[sdiy] Fast envelope follower circuit needed..

Tom Wiltshire tom at electricdruid.net
Fri Mar 29 01:39:12 CET 2013


On 29 Mar 2013, at 00:14, rsdio at sounds.wa.com wrote:

> 
> On Mar 28, 2013, at 11:24, Tom Wiltshire wrote:
>> Hi Dan,
>> 
>> On 28 Mar 2013, at 13:55, Dan Snazelle <subjectivity at hotmail.com> wrote:
>>> Though i work with c//arduino/AVRS not pics, this sounds very appealing! Can anyone recommend a place to learn about writing C code for an envelope follower? How do you do it? Shift signal to 0-5, then......
>> 
>> The first thing after that would be to do the full wave rectification. Either dump the sign bit, if you've got signed data, or invert the data if the highest bit is clear if it's not signed - same thing, different representation. Half-wave rectification just makes the signal more "lumpy" and isn't significantly easier digitally anyway.

» Set task 1:
In the envelope follower post, what does Tom Wiltshire say is the first step after shifting the signal to 0-5?

» Supplied data:
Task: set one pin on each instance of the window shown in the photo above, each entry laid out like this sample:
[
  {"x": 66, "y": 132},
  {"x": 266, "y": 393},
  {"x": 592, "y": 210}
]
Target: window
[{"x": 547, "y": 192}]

» Set task 2:
Reproduce the entries above character for character.

» Correct response 1:
Full wave rectification.

» Correct response 2:
Task: set one pin on each instance of the window shown in the photo above, each entry laid out like this sample:
[
  {"x": 66, "y": 132},
  {"x": 266, "y": 393},
  {"x": 592, "y": 210}
]
Target: window
[{"x": 547, "y": 192}]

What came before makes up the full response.